◆ **SHORT TASK A**:
List each court case the court order below cites by name, giving each case once.

------------------------

UNITED STATES DISTRICT COURT FOR THE DISTRICT OF COLORADO
Jun 8, 2012
Civil Action No. 12-cv-01227-BNB (D. Colo. Jun. 8, 2012)

Opinion

Civil Action No. 12-cv-01227-BNB

06-08-2012

THERESA L. DOWLING Plaintiff, v. DISTRICT OF COLORADO CLERKS OFFICE, Defendant.


ORDER OF DISMISSAL

Plaintiff, Theresa L. Dowling, filed pro se a Complaint and a Motion and Affidavit for Leave to Proceed Pursuant to 28 U.S.C. § 1915. Plaintiff was granted leave to proceed pursuant to § 1915. The Court must construe Ms. Dowling's filings liberally because she is not represented by an attorney. See Haines v. Kerner, 404 U.S. 519, 520-21 (1972); Hall v. Bellmon, 935 F.2d 1106, 1110 (10th Cir. 1991). However, the Court should not be an advocate for a pro se litigant. See Hall, 935 F.2d at 1110.

Ms. Dowling has been granted leave to proceed in forma pauperis pursuant to 28 U.S.C. § 1915 in this action. Pursuant to § 1915(e)(2)(B)(i), the Court must dismiss any of Ms. Dowling's claims that are frivolous. A legally frivolous claim is one in which the plaintiff asserts the violation of a legal interest that clearly does not exist or asserts facts that do not support an arguable claim. See Neitzke v. Williams, 490 U.S. 319, 324 (1989). For the reasons stated below, the Court will dismiss the Complaint as legally frivolous pursuant to § 1915(e)(2)(B)(i).

In the complaint, Ms. Dowling asserts claims for violations of the Sherman Antitrust Act, 15 U.S.C. § 1, et seq. As background for her claims, Ms. Dowling alleges the following:

Plaintiff has more than $5000.00 in Apple computer and software products. The Apple computer products were blamed for her computer problems, however she also has access to a Dell and an LT P and has problems on these, too. Plaintiff has been charged for many 'free documents'. Plaintiff can no longer pay and is missing 5 months of 'free documents' she must pay for, and cannot. She may risk losing 4 cases because of this.
Complaint at 2. Ms. Dowling alleges that Apple computers are not compatible with PACER, the electronic document viewing system used by the Court. Ms. Dowling seeks damages and injunctive relief.

------------------------

◆ **SHORT TASK B**:
Identify every row below that contains the string "dirt", and copy each such row in full. Matching is case-sensitive.

------------------------

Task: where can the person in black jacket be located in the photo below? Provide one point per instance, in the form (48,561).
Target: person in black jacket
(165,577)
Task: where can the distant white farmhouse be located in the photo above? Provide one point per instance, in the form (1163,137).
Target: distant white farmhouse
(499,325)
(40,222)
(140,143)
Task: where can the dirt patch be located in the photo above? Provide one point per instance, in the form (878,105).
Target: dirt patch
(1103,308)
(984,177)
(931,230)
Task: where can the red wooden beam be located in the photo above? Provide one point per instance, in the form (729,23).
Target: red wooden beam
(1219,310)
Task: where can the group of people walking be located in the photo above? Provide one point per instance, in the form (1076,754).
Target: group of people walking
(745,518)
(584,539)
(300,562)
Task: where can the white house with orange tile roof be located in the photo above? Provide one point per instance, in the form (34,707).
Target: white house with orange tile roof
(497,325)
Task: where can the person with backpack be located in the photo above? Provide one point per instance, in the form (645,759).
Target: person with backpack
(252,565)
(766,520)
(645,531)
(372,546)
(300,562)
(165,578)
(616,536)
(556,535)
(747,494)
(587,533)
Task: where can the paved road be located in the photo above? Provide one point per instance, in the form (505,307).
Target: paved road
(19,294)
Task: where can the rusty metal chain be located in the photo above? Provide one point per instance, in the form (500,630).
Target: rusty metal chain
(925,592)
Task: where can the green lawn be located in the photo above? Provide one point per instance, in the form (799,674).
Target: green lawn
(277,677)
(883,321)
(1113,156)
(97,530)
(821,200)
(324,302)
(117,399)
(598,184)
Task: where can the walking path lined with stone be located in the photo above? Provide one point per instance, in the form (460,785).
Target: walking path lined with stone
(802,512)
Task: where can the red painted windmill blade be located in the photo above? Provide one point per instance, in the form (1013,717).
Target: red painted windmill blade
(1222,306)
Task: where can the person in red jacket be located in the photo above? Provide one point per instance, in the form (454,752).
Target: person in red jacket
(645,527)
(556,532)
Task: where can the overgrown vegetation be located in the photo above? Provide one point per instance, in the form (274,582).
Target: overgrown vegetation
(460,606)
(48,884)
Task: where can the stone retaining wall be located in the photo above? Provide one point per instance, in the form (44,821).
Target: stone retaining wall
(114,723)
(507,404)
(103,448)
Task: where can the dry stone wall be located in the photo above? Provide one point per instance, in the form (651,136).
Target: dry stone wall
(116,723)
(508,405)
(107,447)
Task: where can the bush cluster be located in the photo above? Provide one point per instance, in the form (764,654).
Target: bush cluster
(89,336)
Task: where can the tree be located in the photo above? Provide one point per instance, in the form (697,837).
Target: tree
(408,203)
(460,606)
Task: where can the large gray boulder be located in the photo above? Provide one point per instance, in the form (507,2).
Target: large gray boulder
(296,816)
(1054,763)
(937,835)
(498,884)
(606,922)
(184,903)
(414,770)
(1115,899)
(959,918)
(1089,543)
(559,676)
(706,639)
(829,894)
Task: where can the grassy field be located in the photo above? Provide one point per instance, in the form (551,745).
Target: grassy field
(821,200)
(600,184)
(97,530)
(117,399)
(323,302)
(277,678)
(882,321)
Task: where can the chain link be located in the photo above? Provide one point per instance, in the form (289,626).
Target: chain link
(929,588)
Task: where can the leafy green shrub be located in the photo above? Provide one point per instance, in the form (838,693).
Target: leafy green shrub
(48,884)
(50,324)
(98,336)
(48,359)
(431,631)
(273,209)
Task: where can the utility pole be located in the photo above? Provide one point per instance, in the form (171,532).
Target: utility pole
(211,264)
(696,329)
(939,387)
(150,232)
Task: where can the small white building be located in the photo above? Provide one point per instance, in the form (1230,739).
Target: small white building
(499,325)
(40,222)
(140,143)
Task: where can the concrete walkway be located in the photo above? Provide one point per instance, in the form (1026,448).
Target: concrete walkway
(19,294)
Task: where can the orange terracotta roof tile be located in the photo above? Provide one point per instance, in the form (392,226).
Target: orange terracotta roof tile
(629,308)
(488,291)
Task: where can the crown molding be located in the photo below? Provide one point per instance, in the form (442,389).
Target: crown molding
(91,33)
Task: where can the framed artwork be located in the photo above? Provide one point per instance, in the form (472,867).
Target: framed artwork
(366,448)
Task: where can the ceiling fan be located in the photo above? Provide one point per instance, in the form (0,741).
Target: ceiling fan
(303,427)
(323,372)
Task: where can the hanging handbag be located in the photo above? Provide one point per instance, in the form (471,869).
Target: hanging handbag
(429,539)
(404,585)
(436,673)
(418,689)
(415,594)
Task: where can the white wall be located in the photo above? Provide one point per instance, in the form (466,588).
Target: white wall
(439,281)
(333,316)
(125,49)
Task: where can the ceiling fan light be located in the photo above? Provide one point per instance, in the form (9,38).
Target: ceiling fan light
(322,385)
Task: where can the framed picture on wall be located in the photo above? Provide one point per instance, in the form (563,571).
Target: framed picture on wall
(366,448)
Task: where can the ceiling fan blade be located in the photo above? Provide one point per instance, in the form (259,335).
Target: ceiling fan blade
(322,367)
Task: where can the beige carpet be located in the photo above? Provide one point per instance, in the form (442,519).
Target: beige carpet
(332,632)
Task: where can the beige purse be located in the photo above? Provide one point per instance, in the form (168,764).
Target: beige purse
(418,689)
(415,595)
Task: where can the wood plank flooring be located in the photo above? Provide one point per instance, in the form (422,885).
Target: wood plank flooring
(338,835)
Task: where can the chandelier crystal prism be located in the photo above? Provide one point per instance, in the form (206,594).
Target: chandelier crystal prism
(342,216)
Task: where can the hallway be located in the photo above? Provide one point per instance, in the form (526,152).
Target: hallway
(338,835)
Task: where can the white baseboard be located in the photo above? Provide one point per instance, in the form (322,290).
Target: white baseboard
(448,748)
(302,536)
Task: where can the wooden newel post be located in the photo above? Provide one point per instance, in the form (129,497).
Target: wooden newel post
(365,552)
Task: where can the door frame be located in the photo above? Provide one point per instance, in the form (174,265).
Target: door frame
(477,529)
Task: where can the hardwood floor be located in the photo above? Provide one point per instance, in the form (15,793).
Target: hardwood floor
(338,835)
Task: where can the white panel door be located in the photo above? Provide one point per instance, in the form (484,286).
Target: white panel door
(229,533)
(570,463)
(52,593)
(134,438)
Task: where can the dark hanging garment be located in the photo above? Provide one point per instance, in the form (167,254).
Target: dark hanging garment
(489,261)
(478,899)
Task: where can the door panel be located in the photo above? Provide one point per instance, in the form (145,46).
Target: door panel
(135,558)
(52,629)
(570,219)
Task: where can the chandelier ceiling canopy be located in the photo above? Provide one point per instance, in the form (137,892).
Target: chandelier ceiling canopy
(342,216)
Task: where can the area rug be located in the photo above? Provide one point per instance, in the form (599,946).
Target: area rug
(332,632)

------------------------

◆ **WRITTEN ANSWER A**:
Haines v. Kerner
Hall v. Bellmon
Neitzke v. Williams

◆ **WRITTEN ANSWER B**:
Task: where can the dirt patch be located in the photo above? Provide one point per instance, in the form (878,105).
Target: dirt patch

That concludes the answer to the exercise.